To do
Make a verbatim copy of the entries below; pictures stay out.

Input data
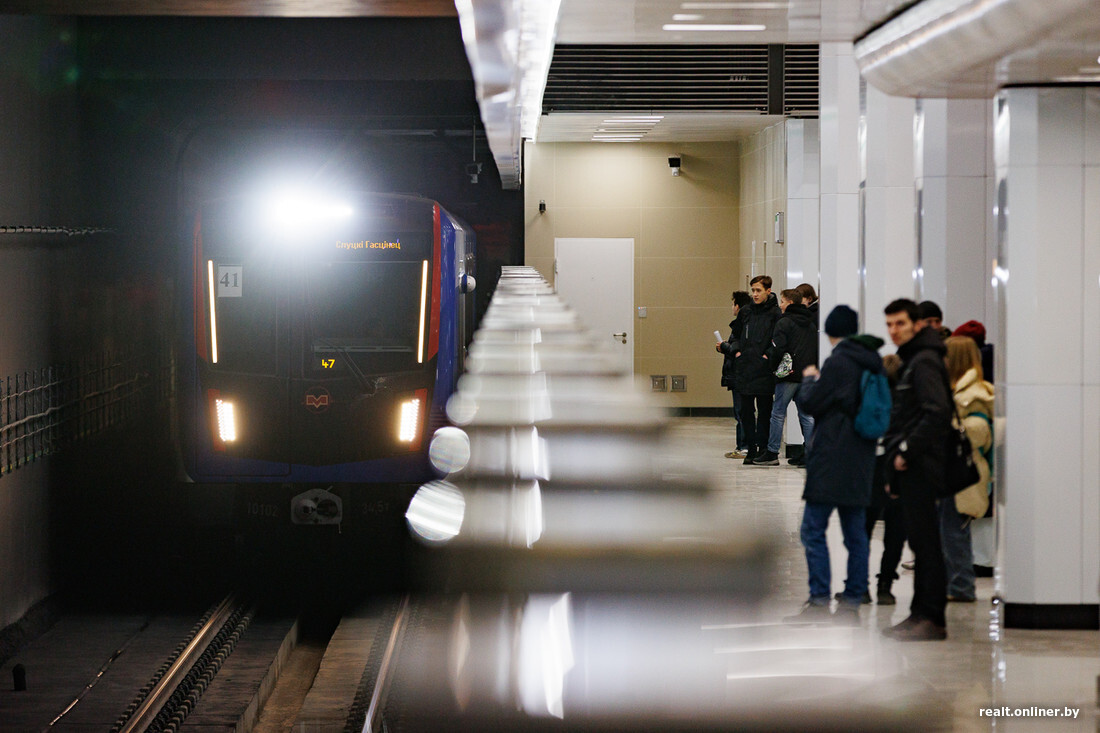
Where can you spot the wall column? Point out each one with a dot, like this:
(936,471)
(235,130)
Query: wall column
(1047,157)
(954,189)
(839,178)
(889,225)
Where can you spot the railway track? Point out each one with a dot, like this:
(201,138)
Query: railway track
(164,704)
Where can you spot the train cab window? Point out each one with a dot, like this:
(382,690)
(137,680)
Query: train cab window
(363,313)
(244,316)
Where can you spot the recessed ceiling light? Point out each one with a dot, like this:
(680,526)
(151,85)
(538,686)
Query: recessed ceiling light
(744,4)
(704,26)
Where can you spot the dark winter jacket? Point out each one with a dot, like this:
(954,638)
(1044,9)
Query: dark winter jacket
(922,413)
(752,372)
(814,309)
(840,463)
(796,335)
(727,350)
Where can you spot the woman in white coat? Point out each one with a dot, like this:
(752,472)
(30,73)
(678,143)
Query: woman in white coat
(974,402)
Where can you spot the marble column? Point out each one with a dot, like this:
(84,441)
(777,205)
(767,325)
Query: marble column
(839,178)
(954,193)
(888,236)
(1047,159)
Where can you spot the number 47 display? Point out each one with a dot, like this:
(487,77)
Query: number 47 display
(230,281)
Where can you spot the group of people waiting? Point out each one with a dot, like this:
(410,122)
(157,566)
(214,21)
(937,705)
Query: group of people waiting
(937,379)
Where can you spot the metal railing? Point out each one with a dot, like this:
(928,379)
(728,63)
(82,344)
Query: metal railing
(46,409)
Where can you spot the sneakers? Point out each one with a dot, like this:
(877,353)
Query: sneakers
(866,599)
(767,458)
(813,611)
(846,614)
(915,628)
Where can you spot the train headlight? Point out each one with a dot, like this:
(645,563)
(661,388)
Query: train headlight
(227,419)
(410,418)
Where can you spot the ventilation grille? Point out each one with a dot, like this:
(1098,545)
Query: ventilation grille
(682,78)
(672,77)
(800,79)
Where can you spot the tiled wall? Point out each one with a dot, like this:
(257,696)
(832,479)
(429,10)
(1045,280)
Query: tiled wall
(685,230)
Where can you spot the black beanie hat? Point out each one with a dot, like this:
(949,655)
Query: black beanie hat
(842,321)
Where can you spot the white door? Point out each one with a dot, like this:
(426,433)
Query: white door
(595,277)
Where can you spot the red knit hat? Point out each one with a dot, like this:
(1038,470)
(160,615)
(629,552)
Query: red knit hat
(974,329)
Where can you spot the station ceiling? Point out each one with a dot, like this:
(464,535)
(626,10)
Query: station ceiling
(963,48)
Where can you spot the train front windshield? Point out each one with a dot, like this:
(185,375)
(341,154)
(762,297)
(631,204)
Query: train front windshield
(364,316)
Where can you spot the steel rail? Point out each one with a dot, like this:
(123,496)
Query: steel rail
(373,722)
(160,695)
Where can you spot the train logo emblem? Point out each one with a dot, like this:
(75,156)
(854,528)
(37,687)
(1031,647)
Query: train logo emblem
(317,400)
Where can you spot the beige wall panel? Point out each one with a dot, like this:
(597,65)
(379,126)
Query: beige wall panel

Answer box
Where can you spot the wall column? Point out each one with a dot, like this:
(936,471)
(235,130)
Query: wall column
(1047,157)
(954,189)
(839,178)
(889,225)
Where can you spot the railway track? Point out each one with a dot, like this:
(201,138)
Query: railway track
(164,704)
Where can you spot the train cab window? Point out each one with a dot, like this:
(382,690)
(137,680)
Query: train cab window
(363,313)
(244,316)
Where can you spot the recessed ceiling light? Point out each one with a dot, like this:
(680,526)
(151,85)
(538,686)
Query: recessed ceiling light
(744,4)
(704,26)
Where can you spot the dark winter jacket? Point out each one with a dot, like this:
(954,638)
(1044,9)
Query: dark winter jacket
(922,413)
(752,372)
(814,309)
(840,463)
(796,335)
(727,350)
Where can you spot the woman in white coat? Point out each one with a dot, like this:
(752,472)
(30,73)
(678,143)
Query: woman in white coat
(974,402)
Where can you spot the marble column? Point out each one with a dot, like this:
(84,441)
(777,205)
(767,325)
Query: marble column
(839,178)
(954,193)
(888,236)
(1047,159)
Where can you spot the number 47 display? Point out each one with a dot, like this:
(487,77)
Query: number 47 display
(230,281)
Where can you spot the group of people waiting? Point out each one with a dot, like this:
(410,122)
(157,566)
(214,21)
(937,705)
Query: group of people waiting
(937,379)
Where can you spot the metal railing? Point out each one with a dot, like this:
(928,379)
(728,63)
(82,344)
Query: metal railing
(46,409)
Where can you spot the sneakers? Point out each one with a dot, like this:
(877,353)
Query: sneakers
(866,599)
(767,458)
(813,611)
(846,614)
(915,628)
Where can you spot the train headlight? Point out each one with a dot, like this:
(645,563)
(661,388)
Query: train headlight
(227,419)
(410,418)
Where can you spot the ventilation grille? Point out each one with a dot, like this:
(1098,545)
Query: ventilation grille
(682,78)
(672,77)
(800,79)
Where can you spot the tiled wall? Point out each one with a dot, like this:
(257,696)
(832,479)
(429,10)
(1045,280)
Query: tiled wall
(685,230)
Where can you spot the black beanie hat? Point out each one with a dot, like this:
(949,655)
Query: black beanie hat
(842,321)
Where can you spot the white door? Point out each one with a dot, like this:
(426,433)
Query: white door
(595,277)
Where can you spot the red knit hat? Point out each one with a dot, like this:
(1038,470)
(160,615)
(629,552)
Query: red knit hat
(974,329)
Where can you spot the station ceiling? Point out each one with a dot, like this:
(464,535)
(626,10)
Query: station ceiling
(963,48)
Where can you spot the train front windshield? Point out each one with a dot, like this:
(185,375)
(341,154)
(762,297)
(631,204)
Query: train front windshield
(364,316)
Where can you spot the steel rail? Point out each one with a dot, like this:
(123,496)
Query: steel rail
(373,722)
(160,695)
Where can you spot the train logo emblem? Point out each one with a dot, like this:
(75,156)
(854,528)
(37,687)
(1031,647)
Query: train logo emblem
(317,400)
Where can you spot the beige wall panel? Point out each one with a dot, like this:
(597,65)
(379,126)
Query: beige wall panel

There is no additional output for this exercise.